Data for this task:
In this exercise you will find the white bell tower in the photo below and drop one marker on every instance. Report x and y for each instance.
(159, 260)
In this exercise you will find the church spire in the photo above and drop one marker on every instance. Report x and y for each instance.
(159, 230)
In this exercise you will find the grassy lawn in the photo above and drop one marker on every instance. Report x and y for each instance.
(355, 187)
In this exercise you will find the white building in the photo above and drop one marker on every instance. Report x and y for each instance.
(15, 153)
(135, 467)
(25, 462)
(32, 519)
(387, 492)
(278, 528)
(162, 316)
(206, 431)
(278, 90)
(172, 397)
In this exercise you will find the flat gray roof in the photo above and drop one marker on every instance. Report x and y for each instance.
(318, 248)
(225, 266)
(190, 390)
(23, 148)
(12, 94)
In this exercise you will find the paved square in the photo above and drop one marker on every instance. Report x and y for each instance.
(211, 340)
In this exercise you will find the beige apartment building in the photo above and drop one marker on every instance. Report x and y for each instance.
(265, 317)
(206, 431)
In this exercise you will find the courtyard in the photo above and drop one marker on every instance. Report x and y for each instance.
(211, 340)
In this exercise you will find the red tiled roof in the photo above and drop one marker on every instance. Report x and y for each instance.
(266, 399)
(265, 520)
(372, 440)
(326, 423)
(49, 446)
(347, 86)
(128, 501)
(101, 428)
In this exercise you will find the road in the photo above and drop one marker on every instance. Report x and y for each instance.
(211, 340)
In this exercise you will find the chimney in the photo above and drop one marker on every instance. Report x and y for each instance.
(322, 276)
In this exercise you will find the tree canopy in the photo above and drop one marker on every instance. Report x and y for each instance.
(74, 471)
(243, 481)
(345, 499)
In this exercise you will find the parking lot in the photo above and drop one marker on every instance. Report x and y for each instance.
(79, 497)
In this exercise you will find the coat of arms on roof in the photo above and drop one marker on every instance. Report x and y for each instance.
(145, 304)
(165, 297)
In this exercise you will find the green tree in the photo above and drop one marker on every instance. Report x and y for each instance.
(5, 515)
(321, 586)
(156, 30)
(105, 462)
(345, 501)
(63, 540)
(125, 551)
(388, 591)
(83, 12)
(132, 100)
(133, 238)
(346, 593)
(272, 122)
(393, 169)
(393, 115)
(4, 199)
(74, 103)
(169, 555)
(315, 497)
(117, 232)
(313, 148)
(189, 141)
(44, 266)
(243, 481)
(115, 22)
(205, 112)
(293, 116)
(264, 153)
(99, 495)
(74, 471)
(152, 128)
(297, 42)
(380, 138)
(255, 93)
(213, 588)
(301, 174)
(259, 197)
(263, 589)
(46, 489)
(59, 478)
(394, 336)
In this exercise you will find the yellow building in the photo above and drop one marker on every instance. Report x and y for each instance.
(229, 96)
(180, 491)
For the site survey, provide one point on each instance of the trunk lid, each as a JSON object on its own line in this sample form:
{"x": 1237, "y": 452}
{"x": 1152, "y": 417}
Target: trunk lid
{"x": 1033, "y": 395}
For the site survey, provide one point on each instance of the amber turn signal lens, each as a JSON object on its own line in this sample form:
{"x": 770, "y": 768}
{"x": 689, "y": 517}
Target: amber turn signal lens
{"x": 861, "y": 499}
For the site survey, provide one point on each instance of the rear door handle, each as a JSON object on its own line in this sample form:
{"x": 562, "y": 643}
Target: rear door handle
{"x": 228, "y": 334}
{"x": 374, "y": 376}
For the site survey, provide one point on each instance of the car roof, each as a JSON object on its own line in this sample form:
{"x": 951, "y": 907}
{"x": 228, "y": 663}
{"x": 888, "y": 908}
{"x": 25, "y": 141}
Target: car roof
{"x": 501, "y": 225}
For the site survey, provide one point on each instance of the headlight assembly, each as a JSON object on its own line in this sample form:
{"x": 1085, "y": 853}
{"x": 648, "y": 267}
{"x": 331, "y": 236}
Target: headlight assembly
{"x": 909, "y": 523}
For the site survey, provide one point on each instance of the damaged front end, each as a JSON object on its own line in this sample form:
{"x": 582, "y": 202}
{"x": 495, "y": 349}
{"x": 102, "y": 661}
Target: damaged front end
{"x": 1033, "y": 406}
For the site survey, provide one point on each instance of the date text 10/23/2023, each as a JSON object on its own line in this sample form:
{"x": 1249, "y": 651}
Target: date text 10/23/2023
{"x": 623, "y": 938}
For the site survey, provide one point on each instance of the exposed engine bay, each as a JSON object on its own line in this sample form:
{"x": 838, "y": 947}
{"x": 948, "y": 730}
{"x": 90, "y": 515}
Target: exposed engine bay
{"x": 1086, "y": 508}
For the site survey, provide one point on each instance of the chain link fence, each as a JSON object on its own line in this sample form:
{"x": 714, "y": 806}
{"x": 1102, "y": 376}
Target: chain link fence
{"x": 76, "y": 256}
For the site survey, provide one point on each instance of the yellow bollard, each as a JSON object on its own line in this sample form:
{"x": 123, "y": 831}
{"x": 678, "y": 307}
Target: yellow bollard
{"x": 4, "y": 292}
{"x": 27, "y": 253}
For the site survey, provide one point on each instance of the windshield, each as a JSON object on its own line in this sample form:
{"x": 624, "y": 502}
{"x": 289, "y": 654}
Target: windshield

Description of the task: Would you copy out each line of the records above where the word "windshield" occurs?

Written answer:
For the site survey, provide one point on each instance of the windshield, each as a JSON object on its own line in this sample form:
Target: windshield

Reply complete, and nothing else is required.